SOURCE
** Start **

When you get married, there should be shift in all of the other relationships you have. Some will end, and others you will have to redefine the nature of the relationship, specifically regarding friendships with single friends of the same sex. But that's a completely different topic...
 
You have me thinking about this now.... I have lots of "associates" who are male and female, but I have 3 friends whom I consider my sisters in Christ. They are some fierce prayer warriors so I don't consider them a threat. I only keep contact with my male and female "associates" through facebook so it's never been an issue within my marriage.

I understand what both pastors are saying about being the male/female best friend of your spouse. I didn't make a point to cut friends off when we got married, but it happened over time because we had less in common with one another.

** End **

(A data block)
** Start **

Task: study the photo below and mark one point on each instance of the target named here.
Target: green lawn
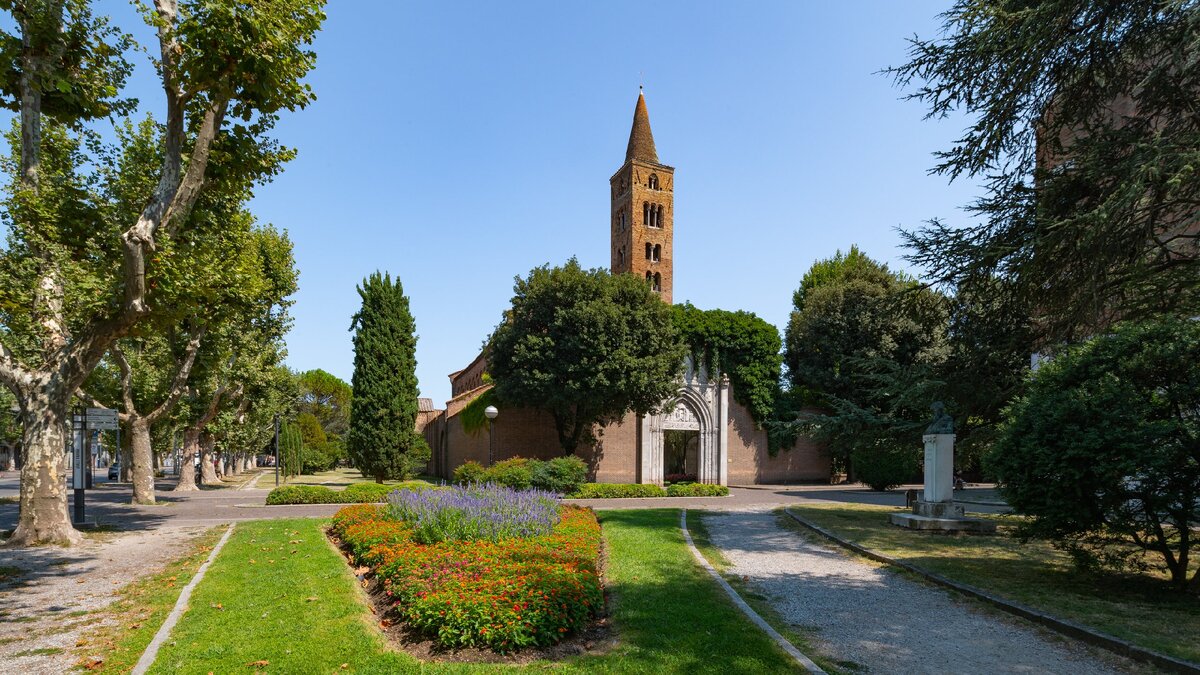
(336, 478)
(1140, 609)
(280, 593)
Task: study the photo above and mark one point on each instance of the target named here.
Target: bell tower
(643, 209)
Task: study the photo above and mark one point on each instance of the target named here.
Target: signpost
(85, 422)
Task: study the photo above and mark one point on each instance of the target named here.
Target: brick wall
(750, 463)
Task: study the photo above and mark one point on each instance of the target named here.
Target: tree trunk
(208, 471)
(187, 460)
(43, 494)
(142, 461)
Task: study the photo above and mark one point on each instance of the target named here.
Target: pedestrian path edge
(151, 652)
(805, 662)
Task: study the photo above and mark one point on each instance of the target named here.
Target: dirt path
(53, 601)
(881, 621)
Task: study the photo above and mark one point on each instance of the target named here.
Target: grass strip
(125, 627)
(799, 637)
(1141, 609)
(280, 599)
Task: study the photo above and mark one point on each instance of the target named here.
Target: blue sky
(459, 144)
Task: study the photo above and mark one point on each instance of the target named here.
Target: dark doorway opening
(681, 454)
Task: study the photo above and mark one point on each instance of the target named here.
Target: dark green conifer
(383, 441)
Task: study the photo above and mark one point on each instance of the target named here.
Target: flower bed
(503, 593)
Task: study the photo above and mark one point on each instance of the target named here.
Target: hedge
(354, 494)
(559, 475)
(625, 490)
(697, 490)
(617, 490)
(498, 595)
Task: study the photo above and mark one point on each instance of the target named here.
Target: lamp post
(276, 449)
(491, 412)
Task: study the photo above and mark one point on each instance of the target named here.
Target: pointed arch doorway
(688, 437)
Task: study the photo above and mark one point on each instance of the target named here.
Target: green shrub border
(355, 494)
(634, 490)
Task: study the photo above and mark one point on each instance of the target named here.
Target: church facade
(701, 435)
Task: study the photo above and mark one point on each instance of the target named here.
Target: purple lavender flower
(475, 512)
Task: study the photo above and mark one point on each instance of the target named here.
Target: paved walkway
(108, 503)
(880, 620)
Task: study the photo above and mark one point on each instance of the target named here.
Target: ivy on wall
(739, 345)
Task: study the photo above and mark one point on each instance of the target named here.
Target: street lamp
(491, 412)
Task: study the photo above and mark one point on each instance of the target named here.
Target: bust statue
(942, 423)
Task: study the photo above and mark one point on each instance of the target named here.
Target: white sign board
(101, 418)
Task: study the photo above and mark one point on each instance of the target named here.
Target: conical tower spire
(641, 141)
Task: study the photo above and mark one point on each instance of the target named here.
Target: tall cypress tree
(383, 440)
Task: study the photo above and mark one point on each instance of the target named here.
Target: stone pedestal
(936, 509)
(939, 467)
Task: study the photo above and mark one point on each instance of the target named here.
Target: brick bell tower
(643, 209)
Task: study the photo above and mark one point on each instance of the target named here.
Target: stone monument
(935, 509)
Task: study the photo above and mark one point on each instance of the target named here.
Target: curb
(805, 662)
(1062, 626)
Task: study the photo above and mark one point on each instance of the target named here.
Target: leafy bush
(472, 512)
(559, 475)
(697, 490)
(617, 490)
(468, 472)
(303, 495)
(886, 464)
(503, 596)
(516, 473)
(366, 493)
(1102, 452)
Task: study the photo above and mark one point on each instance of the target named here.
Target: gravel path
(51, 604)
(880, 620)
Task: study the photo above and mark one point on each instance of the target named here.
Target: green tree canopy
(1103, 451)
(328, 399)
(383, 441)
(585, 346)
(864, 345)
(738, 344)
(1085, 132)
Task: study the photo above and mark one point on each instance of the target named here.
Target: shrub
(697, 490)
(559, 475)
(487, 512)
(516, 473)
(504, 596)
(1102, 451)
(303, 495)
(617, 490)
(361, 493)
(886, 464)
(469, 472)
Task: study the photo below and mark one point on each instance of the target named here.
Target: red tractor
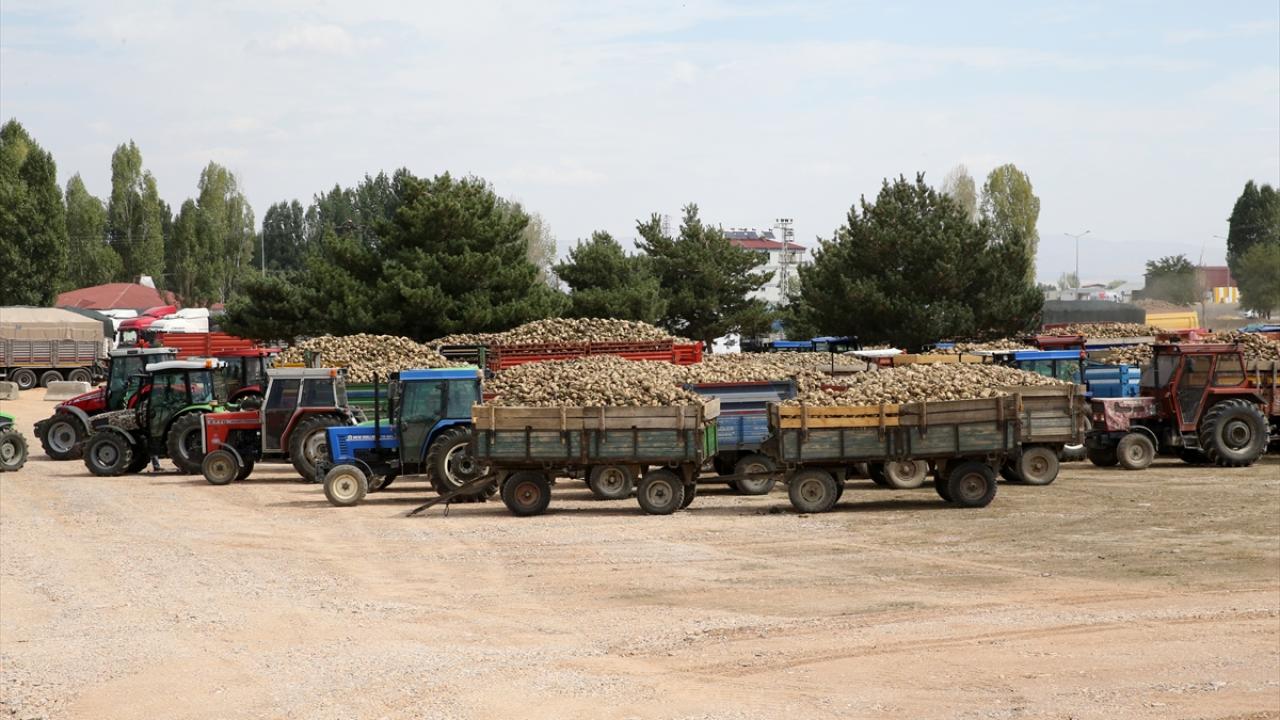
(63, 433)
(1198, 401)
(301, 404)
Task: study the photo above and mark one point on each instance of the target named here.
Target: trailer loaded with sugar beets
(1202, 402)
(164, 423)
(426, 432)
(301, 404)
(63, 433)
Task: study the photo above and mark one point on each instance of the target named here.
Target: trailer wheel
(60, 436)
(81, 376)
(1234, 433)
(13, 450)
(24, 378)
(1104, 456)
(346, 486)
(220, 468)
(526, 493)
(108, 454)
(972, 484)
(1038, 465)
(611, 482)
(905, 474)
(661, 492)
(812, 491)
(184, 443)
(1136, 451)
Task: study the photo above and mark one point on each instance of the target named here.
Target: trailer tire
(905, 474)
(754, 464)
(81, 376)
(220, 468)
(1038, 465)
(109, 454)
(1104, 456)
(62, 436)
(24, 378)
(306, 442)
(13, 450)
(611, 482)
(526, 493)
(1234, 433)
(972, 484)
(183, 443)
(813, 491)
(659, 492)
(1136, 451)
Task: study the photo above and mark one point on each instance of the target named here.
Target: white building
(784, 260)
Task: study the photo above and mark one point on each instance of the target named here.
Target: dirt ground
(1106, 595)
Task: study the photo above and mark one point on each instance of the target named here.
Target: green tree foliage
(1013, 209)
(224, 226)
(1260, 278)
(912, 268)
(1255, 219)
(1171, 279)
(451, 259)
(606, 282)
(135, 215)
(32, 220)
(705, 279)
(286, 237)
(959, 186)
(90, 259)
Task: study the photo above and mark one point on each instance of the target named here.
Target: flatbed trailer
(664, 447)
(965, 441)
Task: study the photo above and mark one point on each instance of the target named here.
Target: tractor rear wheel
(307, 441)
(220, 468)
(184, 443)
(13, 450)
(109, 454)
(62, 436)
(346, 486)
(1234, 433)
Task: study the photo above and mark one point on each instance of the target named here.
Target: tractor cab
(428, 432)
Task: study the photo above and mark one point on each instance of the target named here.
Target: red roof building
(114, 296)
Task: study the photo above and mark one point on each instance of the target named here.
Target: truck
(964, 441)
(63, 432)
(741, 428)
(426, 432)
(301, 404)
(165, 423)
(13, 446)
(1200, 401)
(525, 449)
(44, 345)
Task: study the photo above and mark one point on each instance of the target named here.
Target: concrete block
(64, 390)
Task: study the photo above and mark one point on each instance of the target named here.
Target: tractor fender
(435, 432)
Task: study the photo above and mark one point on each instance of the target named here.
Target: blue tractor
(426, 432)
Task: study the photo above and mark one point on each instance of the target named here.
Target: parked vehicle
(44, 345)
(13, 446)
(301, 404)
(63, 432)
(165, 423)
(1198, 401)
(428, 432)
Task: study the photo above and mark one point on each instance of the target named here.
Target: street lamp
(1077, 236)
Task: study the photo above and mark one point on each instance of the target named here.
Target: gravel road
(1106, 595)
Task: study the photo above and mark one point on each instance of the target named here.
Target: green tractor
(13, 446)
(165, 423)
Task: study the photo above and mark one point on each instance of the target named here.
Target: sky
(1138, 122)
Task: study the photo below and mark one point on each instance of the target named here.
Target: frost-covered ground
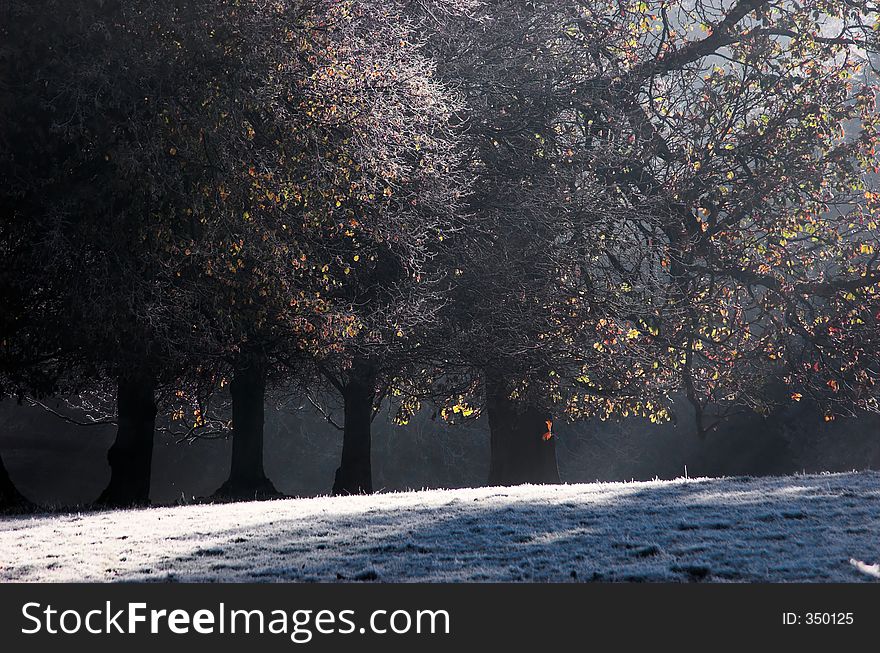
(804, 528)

** End **

INSTRUCTION
Translate this sentence from the text on marriage and friendships into Spanish: "I didn't make a point to cut friends off when we got married, but it happened over time because we had less in common with one another." The records have no role here.

RIGHT ANSWER
No me propuse romper con mis amigos cuando nos casamos, pero sucedió con el tiempo porque teníamos menos en común entre nosotros.